JOBS:
1 > Reproduce the Excel forum answer below word for word.
2 > Format the lines of the listing below as a JSON list of strings, one string per line, from the top of the listing through the line that contains "(1164, 486)", including that line. Leave out blank lines and the picture, and give only those lines.

TEXT SECTION:

▬▬▬

I already found a way to get a calculated sorted list using SMALL or LARGE combined with INDEX, but I'd like to have this calculated sort as well, WITHOUT USING VBA.

Answer

Drew Sherman picture Drew Sherman · Sep 17, 2009

Ok, I have two ideas for you. Hopefully one of them will get you where you need to go. Note that the first one ignores the request to do this as a formula since that solution is not pretty. I figured I make sure the easy way really wouldn't work for you ;^).

Use the Advanced Filter command

  1. Select the list (or put your selection anywhere inside the list and click ok if the dialog comes up complaining that Excel does not know if your list contains headers or not)
  2. Choose Data/Advanced Filter
  3. Choose either "Filter the list, in-place" or "Copy to another location"
  4. Click "Unique records only"
  5. Click ok
  6. You are done. A unique list is created either in place or at a new location. Note that you can record this action to create a one line VBA script to do this which could then possible be generalized to work in other situations for you (e.g. without the manual steps listed above).

Using Formulas (note that I'm building on Locksfree solution to end up with a list with no holes)

▬▬▬

DATA FOR PROCESSING:
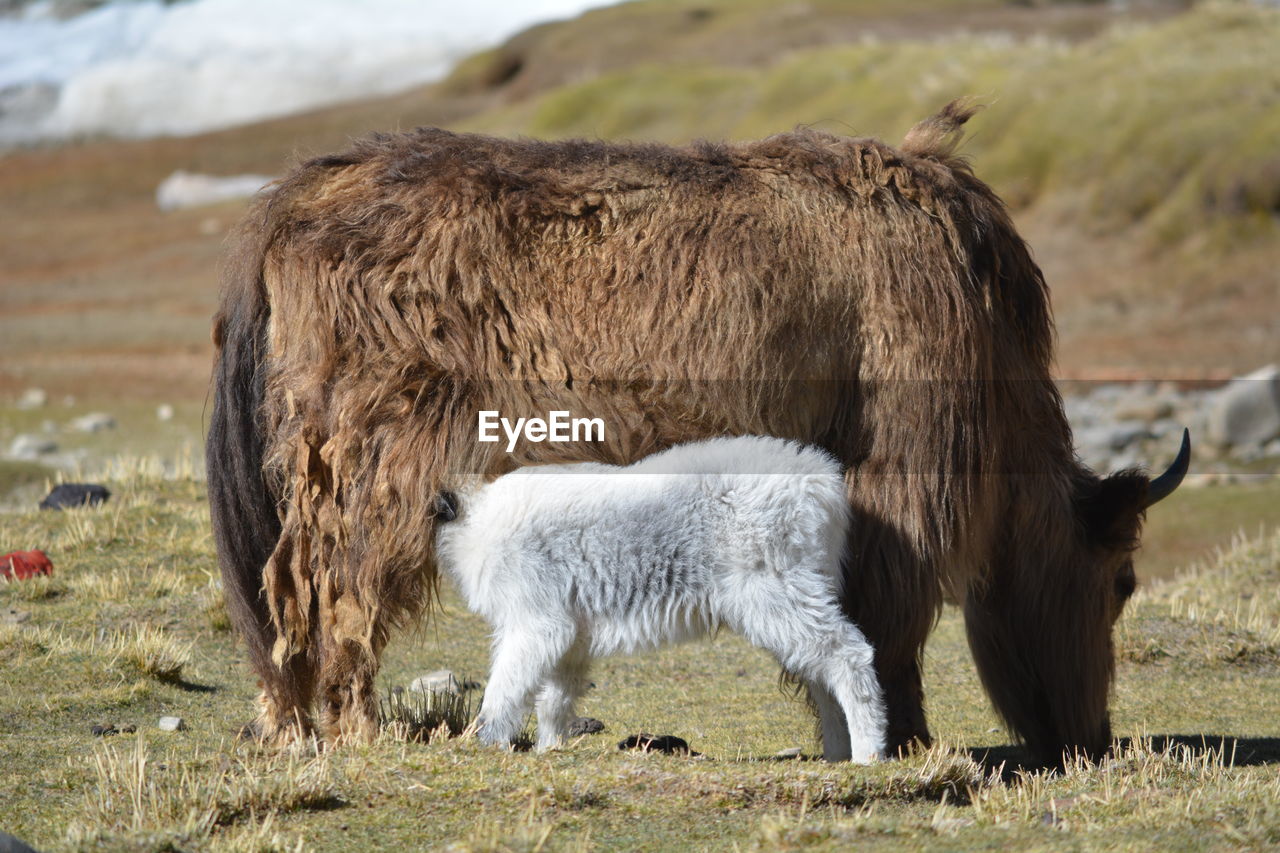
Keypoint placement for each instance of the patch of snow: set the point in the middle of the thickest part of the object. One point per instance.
(142, 68)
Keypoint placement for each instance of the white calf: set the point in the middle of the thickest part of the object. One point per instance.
(568, 562)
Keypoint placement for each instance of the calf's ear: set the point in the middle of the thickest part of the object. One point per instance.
(446, 506)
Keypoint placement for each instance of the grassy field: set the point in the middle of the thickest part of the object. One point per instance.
(1136, 146)
(131, 628)
(1138, 151)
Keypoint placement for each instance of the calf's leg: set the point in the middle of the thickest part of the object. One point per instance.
(565, 685)
(524, 660)
(795, 615)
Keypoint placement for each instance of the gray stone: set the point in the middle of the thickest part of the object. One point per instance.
(94, 422)
(1144, 409)
(1109, 437)
(33, 398)
(1247, 411)
(438, 682)
(28, 446)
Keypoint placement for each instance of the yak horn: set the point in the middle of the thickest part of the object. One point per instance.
(1164, 486)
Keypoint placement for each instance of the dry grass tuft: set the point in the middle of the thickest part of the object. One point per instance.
(1223, 611)
(182, 799)
(426, 717)
(40, 588)
(151, 652)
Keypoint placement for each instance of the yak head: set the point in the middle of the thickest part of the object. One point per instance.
(1041, 632)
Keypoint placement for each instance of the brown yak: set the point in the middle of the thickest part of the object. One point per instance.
(871, 300)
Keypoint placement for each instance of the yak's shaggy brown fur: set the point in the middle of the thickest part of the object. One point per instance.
(874, 301)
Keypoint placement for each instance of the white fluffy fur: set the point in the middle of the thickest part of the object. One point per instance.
(570, 562)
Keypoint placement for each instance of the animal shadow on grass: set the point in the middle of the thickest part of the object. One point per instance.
(1237, 752)
(191, 687)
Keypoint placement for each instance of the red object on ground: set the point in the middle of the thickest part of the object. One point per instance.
(21, 565)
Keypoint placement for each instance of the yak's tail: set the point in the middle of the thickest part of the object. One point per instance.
(243, 509)
(940, 135)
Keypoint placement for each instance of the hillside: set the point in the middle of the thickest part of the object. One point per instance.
(1137, 150)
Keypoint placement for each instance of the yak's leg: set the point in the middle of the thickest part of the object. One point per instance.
(284, 703)
(565, 685)
(352, 649)
(524, 658)
(1046, 662)
(895, 601)
(284, 717)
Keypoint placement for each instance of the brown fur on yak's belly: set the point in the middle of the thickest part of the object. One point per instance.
(872, 300)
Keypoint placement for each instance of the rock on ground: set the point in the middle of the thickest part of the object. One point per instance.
(95, 422)
(72, 495)
(1247, 411)
(33, 398)
(31, 447)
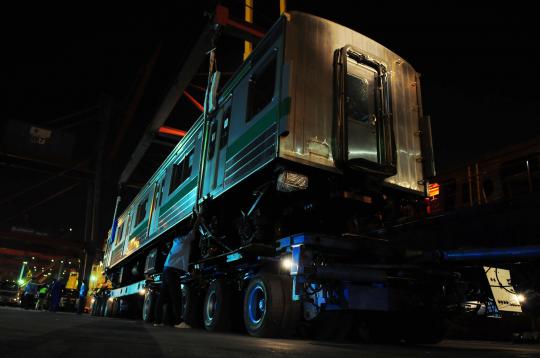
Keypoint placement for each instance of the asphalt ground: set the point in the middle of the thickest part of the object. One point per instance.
(44, 334)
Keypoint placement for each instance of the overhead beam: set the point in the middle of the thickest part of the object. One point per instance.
(186, 73)
(238, 28)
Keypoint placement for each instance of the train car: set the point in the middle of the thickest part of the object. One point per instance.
(317, 139)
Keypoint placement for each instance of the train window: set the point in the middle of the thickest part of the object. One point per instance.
(141, 212)
(225, 128)
(212, 142)
(119, 231)
(358, 98)
(161, 191)
(181, 171)
(261, 89)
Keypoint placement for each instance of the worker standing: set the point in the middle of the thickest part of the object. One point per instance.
(55, 293)
(42, 294)
(176, 266)
(30, 292)
(83, 291)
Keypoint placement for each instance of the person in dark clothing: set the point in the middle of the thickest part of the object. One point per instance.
(83, 291)
(29, 297)
(176, 266)
(55, 294)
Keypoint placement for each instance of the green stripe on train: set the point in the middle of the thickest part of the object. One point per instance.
(274, 114)
(179, 195)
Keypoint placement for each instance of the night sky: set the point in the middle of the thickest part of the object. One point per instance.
(479, 69)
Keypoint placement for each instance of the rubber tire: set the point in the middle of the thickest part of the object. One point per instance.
(149, 307)
(274, 317)
(192, 306)
(221, 319)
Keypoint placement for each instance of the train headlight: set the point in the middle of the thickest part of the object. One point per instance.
(290, 181)
(286, 262)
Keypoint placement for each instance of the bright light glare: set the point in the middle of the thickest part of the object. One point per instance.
(286, 263)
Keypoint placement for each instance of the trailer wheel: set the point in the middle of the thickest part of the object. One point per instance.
(264, 306)
(216, 308)
(149, 306)
(191, 306)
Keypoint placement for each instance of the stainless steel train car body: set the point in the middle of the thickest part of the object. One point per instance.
(279, 104)
(309, 56)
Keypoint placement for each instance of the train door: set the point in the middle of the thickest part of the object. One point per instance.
(153, 225)
(216, 152)
(361, 84)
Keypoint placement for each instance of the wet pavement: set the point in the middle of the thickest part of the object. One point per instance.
(45, 334)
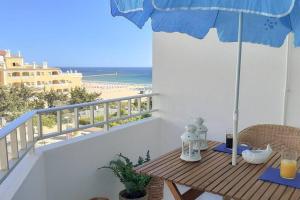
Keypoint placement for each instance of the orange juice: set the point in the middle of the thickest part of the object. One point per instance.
(288, 168)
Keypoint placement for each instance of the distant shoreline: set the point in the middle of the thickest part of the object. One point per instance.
(115, 75)
(110, 90)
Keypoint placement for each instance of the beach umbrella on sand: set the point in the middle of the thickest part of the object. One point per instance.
(266, 22)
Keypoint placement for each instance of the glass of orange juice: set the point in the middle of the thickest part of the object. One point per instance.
(288, 164)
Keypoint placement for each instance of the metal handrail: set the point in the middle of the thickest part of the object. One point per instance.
(22, 137)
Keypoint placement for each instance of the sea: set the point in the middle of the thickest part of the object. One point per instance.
(122, 75)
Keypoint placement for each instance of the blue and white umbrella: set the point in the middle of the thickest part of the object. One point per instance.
(266, 22)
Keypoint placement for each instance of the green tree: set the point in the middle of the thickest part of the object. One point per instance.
(80, 95)
(51, 97)
(14, 101)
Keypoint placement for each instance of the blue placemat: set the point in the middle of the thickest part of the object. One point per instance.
(273, 175)
(222, 148)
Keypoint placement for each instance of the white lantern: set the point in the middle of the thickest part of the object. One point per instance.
(190, 144)
(202, 132)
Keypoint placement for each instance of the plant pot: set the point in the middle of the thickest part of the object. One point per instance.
(123, 192)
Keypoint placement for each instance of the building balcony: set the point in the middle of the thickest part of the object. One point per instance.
(43, 160)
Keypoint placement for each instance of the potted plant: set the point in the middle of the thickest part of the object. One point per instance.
(135, 184)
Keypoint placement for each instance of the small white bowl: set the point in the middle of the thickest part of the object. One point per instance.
(257, 156)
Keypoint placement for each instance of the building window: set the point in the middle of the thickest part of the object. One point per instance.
(16, 74)
(25, 74)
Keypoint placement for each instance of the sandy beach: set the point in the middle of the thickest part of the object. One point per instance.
(110, 90)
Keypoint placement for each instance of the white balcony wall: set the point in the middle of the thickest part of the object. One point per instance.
(68, 170)
(197, 77)
(27, 181)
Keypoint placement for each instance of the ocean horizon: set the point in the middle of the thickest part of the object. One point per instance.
(123, 75)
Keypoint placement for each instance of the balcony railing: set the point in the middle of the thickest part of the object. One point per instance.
(18, 137)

▬▬▬

SOLUTIONS TO THE TASKS:
1 >
I already found a way to get a calculated sorted list using SMALL or LARGE combined with INDEX, but I'd like to have this calculated sort as well, WITHOUT USING VBA.

Answer

Drew Sherman picture Drew Sherman · Sep 17, 2009

Ok, I have two ideas for you. Hopefully one of them will get you where you need to go. Note that the first one ignores the request to do this as a formula since that solution is not pretty. I figured I make sure the easy way really wouldn't work for you ;^).

Use the Advanced Filter command

  1. Select the list (or put your selection anywhere inside the list and click ok if the dialog comes up complaining that Excel does not know if your list contains headers or not)
  2. Choose Data/Advanced Filter
  3. Choose either "Filter the list, in-place" or "Copy to another location"
  4. Click "Unique records only"
  5. Click ok
  6. You are done. A unique list is created either in place or at a new location. Note that you can record this action to create a one line VBA script to do this which could then possible be generalized to work in other situations for you (e.g. without the manual steps listed above).

Using Formulas (note that I'm building on Locksfree solution to end up with a list with no holes)

2 >
[
  "Keypoint placement for each instance of the patch of snow: set the point in the middle of the thickest part of the object. One point per instance.",
  "(142, 68)",
  "Keypoint placement for each instance of the white calf: set the point in the middle of the thickest part of the object. One point per instance.",
  "(568, 562)",
  "Keypoint placement for each instance of the calf's ear: set the point in the middle of the thickest part of the object. One point per instance.",
  "(446, 506)",
  "Keypoint placement for each instance of the grassy field: set the point in the middle of the thickest part of the object. One point per instance.",
  "(1136, 146)",
  "(131, 628)",
  "(1138, 151)",
  "Keypoint placement for each instance of the calf's leg: set the point in the middle of the thickest part of the object. One point per instance.",
  "(565, 685)",
  "(524, 660)",
  "(795, 615)",
  "Keypoint placement for each instance of the gray stone: set the point in the middle of the thickest part of the object. One point per instance.",
  "(94, 422)",
  "(1144, 409)",
  "(1109, 437)",
  "(33, 398)",
  "(1247, 411)",
  "(438, 682)",
  "(28, 446)",
  "Keypoint placement for each instance of the yak horn: set the point in the middle of the thickest part of the object. One point per instance.",
  "(1164, 486)"
]